§ HOW TO COMPLETE THIS TASK
Can you rewrite the paragraph beginning "In spite of her attempts" in the plot summary below as a short bulleted list that keeps its main facts?

§ PASSAGE SHOWN
In spite of her attempts to emotionally distance herself from Gus, the two bond over Hazel's favorite book, An Imperial Affliction, by Peter van Houten. Hazel wishes she could go to Amsterdam to meet the author in person, but her family doesn't have the money to get her there. Lucky for her, Gus saved his "kid dying of cancer" wish and uses it to take Hazel and her mom to the European city of vice (and Anne Frank) to meet van Houten.The trip is a turning point in the story for the characters' relationship.

§ EXTRACTED INFORMATION
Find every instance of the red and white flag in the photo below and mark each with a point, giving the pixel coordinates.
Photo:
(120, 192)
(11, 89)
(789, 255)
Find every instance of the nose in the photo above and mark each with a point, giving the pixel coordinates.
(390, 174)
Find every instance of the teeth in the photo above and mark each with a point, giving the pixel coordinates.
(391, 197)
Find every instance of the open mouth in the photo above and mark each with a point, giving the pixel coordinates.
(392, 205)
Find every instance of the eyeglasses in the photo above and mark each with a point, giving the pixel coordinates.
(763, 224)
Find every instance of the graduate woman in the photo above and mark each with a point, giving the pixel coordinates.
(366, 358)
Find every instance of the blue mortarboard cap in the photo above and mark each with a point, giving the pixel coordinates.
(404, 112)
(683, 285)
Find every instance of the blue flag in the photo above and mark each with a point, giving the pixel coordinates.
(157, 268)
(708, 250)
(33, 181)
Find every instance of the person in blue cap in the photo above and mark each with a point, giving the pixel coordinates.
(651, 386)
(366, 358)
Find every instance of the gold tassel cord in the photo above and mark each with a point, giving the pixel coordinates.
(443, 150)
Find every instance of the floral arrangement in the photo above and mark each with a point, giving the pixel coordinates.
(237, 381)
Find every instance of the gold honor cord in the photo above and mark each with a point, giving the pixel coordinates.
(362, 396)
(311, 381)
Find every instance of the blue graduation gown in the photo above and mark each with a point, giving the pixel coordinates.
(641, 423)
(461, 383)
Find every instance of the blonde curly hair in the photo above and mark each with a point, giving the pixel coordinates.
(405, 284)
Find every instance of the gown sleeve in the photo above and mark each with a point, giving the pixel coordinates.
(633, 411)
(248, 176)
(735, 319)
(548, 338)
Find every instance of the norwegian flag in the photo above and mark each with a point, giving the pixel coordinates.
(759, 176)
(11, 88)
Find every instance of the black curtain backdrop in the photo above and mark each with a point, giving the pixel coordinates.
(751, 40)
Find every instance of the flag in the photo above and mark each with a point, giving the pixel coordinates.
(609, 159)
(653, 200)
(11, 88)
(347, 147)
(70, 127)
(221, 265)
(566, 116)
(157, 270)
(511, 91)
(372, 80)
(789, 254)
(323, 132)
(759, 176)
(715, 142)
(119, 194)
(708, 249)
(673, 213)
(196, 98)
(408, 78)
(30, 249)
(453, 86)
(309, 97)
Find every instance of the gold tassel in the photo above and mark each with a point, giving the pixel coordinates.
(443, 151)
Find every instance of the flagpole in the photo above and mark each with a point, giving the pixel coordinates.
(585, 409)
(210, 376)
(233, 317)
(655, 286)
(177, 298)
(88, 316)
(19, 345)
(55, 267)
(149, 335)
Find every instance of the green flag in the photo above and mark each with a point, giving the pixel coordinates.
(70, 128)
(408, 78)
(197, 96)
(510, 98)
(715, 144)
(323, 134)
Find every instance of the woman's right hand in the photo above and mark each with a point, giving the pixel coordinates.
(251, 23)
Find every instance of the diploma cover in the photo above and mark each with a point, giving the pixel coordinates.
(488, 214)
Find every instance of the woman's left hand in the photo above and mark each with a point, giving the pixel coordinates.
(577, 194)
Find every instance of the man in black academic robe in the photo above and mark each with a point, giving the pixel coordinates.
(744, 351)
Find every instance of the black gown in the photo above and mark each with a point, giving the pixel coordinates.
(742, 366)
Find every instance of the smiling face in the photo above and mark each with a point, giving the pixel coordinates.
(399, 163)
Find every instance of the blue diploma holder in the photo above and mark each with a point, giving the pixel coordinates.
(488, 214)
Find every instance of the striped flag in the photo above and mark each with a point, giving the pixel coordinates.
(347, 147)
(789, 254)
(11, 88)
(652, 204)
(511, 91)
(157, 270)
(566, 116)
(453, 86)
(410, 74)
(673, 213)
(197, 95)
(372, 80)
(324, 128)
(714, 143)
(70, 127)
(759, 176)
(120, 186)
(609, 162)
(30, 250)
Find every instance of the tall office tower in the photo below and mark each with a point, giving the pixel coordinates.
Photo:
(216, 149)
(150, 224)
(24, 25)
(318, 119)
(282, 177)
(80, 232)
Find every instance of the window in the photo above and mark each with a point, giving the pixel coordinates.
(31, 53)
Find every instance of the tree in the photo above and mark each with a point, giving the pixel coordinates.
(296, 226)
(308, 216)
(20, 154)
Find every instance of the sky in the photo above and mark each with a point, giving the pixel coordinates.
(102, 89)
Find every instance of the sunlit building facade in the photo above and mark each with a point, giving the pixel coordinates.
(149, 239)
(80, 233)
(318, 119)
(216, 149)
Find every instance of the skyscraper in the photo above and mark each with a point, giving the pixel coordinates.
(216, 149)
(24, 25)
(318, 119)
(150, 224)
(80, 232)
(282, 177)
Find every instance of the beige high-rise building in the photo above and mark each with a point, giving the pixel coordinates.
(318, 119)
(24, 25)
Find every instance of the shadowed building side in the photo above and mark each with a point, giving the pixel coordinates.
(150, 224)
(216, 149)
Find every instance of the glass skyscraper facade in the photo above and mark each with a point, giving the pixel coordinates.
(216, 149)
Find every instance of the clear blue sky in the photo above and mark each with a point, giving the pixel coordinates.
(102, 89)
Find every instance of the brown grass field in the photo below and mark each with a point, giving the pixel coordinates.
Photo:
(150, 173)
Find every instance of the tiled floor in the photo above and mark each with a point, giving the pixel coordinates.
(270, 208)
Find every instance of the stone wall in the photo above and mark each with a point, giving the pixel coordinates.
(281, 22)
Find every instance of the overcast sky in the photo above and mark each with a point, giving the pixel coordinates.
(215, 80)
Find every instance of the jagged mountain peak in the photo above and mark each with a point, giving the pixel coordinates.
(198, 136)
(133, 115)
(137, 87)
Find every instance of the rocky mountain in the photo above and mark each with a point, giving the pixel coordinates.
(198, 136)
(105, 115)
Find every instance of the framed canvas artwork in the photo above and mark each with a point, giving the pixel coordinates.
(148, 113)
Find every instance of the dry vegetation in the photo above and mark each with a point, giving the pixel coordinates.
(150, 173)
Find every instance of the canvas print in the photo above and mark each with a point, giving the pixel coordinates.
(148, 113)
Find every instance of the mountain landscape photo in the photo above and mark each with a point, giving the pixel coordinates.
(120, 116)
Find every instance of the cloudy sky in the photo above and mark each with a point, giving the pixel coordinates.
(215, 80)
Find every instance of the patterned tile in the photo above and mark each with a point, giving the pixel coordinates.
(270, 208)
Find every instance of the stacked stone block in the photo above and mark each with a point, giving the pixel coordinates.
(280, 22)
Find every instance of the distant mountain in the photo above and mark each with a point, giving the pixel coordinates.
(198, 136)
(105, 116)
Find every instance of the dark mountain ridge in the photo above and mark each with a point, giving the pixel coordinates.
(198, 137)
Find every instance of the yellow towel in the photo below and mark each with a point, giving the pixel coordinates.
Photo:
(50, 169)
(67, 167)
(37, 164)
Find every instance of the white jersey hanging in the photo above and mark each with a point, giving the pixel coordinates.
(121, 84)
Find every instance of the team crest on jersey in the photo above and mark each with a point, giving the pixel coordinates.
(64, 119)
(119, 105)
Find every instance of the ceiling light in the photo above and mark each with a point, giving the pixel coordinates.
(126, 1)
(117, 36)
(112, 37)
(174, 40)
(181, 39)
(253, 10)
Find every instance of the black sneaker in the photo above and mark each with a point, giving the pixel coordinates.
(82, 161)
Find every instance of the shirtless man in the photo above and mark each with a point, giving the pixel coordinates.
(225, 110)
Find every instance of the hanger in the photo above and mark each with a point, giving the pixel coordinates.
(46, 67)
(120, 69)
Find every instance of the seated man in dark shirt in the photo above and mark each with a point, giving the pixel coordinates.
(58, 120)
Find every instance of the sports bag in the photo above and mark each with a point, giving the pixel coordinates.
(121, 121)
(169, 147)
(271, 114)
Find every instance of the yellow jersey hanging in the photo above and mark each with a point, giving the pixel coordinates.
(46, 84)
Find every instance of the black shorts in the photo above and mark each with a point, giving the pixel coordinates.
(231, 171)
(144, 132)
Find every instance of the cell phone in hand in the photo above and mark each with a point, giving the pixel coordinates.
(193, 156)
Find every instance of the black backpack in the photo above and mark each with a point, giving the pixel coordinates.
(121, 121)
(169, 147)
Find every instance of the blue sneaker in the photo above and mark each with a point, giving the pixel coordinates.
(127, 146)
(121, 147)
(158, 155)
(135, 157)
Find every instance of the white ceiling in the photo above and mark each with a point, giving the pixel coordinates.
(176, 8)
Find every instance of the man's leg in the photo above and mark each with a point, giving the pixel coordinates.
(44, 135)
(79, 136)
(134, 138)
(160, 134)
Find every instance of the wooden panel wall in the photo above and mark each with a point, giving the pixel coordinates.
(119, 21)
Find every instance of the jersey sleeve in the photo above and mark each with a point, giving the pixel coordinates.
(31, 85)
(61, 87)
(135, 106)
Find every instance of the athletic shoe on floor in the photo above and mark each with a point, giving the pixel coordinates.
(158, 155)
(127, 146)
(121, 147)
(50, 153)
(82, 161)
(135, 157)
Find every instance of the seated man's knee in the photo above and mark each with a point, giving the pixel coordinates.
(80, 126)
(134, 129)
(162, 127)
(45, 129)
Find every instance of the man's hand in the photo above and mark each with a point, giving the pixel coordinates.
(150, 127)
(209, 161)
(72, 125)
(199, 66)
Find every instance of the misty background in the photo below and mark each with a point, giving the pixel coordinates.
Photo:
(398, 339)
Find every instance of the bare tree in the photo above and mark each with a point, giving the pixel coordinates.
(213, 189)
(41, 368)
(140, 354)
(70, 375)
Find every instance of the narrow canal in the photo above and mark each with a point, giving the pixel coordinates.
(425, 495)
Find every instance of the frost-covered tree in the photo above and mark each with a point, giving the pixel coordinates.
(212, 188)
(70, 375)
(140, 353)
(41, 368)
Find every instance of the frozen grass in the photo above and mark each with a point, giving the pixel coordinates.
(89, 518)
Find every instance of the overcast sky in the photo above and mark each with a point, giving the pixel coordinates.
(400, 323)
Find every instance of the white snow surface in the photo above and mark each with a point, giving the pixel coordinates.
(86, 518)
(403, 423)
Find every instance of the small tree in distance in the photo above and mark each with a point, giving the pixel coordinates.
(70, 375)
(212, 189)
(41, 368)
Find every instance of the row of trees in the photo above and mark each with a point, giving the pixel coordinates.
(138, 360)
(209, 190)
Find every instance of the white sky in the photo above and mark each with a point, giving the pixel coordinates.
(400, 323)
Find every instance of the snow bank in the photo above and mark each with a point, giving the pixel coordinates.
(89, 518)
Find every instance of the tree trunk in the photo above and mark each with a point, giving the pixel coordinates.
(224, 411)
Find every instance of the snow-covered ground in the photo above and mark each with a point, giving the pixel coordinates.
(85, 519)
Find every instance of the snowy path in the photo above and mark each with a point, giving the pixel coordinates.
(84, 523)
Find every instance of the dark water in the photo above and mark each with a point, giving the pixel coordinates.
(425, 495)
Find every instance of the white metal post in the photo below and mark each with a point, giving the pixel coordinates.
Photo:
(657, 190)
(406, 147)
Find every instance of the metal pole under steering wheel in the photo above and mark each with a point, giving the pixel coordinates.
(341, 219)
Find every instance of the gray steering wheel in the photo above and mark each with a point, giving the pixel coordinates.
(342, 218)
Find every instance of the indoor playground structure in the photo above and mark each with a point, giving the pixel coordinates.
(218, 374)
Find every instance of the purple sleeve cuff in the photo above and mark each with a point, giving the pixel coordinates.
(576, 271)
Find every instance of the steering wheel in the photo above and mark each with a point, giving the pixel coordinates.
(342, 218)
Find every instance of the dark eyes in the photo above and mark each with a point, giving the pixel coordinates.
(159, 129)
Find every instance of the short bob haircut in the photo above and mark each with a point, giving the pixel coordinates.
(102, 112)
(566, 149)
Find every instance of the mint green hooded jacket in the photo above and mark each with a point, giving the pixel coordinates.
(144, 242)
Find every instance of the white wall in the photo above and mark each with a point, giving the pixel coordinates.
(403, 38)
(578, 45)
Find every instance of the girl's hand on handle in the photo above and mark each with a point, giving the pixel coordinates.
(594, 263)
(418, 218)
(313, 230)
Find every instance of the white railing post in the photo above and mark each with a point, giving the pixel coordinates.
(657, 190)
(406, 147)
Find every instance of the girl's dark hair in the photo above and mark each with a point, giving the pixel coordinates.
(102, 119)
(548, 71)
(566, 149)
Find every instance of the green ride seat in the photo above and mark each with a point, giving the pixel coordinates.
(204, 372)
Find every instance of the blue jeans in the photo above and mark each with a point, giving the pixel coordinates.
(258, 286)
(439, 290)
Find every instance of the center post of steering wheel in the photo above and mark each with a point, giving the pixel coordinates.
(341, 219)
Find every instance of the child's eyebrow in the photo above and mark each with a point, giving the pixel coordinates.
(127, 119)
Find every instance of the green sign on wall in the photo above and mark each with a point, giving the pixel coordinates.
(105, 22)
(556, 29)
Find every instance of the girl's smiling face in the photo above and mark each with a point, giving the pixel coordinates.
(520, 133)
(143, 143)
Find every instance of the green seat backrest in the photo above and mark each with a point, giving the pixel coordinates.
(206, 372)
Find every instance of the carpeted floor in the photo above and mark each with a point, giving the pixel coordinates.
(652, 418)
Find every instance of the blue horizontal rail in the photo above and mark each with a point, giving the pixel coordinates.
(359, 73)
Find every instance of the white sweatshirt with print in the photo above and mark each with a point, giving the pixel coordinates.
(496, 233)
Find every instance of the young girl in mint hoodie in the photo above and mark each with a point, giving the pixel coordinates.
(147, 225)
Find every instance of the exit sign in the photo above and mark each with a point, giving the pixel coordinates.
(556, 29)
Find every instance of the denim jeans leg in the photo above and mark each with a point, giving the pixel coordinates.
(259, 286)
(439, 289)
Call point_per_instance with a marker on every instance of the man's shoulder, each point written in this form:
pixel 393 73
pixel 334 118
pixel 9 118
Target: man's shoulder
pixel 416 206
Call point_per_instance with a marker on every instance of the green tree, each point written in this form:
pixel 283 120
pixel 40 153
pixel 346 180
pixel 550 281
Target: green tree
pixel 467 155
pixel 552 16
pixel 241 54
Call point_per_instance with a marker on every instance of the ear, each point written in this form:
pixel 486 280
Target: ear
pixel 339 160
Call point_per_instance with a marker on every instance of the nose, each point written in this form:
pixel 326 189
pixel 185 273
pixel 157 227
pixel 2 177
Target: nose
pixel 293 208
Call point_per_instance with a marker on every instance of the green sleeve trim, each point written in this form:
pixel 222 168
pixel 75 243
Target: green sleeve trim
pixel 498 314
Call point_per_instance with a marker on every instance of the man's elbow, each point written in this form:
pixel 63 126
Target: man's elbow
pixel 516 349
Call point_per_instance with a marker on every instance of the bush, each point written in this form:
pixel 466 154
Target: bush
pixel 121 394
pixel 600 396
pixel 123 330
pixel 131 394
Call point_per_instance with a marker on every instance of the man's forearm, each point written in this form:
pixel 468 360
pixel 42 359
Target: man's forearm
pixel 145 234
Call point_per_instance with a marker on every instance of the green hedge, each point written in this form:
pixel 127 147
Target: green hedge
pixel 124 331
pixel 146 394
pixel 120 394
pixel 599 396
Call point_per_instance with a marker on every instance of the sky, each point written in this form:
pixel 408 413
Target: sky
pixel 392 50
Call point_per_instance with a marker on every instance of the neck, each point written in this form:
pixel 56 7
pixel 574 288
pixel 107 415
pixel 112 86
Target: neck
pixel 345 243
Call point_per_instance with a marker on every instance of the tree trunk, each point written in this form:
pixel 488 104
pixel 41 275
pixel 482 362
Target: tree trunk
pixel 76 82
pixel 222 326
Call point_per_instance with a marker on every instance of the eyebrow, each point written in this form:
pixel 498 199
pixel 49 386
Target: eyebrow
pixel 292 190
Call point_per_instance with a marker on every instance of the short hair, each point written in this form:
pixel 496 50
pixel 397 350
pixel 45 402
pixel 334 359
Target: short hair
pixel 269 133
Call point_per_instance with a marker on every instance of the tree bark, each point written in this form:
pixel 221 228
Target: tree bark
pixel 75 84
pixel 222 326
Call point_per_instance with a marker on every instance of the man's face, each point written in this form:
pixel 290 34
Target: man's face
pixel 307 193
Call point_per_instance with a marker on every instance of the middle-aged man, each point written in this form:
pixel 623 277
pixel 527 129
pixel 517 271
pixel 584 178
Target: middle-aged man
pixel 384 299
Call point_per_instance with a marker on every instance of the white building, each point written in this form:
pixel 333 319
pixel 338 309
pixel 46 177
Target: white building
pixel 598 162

§ PROBLEM SOLUTION
- Though Hazel tries to keep her emotional distance from Gus, they bond over her favorite book, An Imperial Affliction by Peter van Houten.
- Hazel wants to meet the author in Amsterdam, but her family can't afford the trip.
- Gus uses his saved "kid dying of cancer" wish to take Hazel and her mom to Amsterdam to meet van Houten.
- The trip is a turning point in the characters' relationship.